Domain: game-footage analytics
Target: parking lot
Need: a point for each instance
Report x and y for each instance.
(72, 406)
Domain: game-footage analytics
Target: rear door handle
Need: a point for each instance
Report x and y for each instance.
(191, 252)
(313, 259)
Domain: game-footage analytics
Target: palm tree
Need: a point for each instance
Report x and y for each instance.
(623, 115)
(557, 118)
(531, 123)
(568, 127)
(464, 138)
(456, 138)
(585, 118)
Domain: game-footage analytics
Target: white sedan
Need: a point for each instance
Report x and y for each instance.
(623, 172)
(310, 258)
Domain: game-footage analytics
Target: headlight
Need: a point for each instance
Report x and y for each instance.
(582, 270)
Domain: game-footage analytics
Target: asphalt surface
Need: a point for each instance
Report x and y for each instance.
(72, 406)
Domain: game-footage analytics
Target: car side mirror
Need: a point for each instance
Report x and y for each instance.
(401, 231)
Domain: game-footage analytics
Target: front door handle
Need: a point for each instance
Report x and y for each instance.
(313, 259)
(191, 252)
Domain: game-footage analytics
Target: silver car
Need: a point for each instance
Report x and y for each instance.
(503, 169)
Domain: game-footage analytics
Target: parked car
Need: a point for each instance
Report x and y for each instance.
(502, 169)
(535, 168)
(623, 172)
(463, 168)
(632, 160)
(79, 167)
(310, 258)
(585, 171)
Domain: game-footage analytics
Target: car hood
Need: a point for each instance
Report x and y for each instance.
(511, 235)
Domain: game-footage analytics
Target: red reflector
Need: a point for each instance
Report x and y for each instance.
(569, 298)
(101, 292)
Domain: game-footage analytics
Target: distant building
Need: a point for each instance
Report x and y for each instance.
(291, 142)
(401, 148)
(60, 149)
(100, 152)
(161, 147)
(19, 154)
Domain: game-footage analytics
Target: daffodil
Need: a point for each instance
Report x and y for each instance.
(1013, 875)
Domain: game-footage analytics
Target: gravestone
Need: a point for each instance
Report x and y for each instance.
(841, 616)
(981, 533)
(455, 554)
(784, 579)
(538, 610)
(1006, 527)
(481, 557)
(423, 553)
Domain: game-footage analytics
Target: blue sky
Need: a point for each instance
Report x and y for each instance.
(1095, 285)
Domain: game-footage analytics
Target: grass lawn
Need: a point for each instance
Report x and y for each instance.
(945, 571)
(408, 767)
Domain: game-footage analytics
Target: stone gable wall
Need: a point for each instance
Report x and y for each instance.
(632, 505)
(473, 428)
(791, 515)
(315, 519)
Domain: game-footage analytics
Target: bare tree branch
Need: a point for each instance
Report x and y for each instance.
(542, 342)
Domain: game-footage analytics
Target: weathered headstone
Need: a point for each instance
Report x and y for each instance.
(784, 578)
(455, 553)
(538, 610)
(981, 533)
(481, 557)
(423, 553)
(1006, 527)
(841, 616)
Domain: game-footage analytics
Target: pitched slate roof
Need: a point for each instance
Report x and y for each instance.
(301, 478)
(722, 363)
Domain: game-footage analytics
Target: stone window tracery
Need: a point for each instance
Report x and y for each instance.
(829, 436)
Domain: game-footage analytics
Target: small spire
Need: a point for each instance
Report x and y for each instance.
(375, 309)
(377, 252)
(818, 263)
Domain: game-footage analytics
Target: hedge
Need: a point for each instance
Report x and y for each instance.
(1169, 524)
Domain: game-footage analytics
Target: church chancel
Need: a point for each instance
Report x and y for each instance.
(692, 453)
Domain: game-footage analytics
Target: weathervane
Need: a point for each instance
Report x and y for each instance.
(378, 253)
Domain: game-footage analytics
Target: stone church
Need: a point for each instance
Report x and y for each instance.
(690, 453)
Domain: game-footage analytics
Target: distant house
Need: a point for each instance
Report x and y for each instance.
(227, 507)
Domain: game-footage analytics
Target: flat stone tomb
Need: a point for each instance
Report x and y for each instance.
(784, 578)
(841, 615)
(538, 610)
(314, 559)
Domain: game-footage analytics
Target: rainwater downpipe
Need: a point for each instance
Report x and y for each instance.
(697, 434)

------------------------------------------------------------

Transcribe the records above exactly, from the opening line down to and including the line with "Target: white sedan".

Domain: game-footage analytics
Target: parking lot
Need: a point for each instance
Report x and y for each instance.
(72, 406)
Domain: game-footage analytics
Target: rear door handle
Need: a point for each instance
Report x and y for each instance.
(191, 252)
(313, 259)
Domain: game-footage analytics
Target: palm tree
Need: a point for each instance
Report x and y for each instance.
(623, 115)
(557, 118)
(531, 123)
(568, 127)
(464, 138)
(456, 138)
(585, 118)
Domain: game-footage analytics
Target: white sedan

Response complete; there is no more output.